[Written request a]
In the patent passage, what did Bingham do to the glue in actual practice before putting it into his open-work trays?

[Document passage]

Rowe, by patent No. 631,327, had, in 1899 (more than 10 years before Zimmerman) disclosed a process for melting glue, also for manufacturing printers' rollers, differing from Bingham's process in that the glue was exposed to the direct action of the steam while contained in a revolving, perforated cylinder enclosed in a casing. The molten glue dripped from the revolving cylinder upon inclined plates. There was an outlet pipe for the melted glue, as well as troughs for collecting and a pipe for discharging the water from condensed steam. Bingham in actual practice, although not disclosed by his patent, soaked the glue in water before putting it into his open-work trays for subjection to the steam action; he testified that the soaking process was not referred to in the patent because "that was the only method of melting glue that I knew of"; that he had never heard of glue being melted in a dry state. "All the glue melting I ever knew of in our business, was that of glue that had previously been soaked in water, and it was to melt the glue thus prepared, that this machine was to be used." The record contains nothing to discredit this statement, and it must be accepted as true. In converting raw glue material into liquid glue, to be formed into the dry commercial product, it was common practice to subject the raw material, after first soaking it in water, to the direct action of steam.

[Written request b]
Pull out every line of the listing below that contains the string "target". Matching is case-sensitive.

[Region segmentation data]
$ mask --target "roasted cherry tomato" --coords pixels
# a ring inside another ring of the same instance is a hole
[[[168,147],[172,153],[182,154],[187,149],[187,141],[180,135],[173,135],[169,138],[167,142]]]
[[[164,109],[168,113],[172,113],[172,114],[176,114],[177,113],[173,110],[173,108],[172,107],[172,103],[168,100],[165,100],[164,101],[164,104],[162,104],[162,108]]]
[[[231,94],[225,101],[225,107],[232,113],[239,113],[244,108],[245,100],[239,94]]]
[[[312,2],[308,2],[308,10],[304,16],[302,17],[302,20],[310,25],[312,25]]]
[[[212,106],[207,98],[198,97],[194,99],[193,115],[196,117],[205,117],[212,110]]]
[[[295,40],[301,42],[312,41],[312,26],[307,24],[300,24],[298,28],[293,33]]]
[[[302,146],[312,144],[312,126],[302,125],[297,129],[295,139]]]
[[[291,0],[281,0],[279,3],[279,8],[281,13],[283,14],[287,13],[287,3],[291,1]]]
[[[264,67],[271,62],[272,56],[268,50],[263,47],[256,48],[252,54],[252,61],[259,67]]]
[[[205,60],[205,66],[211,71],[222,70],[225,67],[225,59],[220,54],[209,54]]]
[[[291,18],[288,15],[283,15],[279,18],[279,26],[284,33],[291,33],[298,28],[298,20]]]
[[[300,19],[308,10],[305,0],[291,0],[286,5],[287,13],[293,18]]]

==

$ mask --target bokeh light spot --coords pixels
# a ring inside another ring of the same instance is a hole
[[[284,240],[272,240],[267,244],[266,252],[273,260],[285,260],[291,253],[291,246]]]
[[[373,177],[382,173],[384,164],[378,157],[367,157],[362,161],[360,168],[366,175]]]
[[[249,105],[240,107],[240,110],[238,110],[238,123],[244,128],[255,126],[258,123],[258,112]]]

[Complete answer a]
He soaked it in water.

[Complete answer b]
$ mask --target "roasted cherry tomato" --coords pixels
$ mask --target bokeh light spot --coords pixels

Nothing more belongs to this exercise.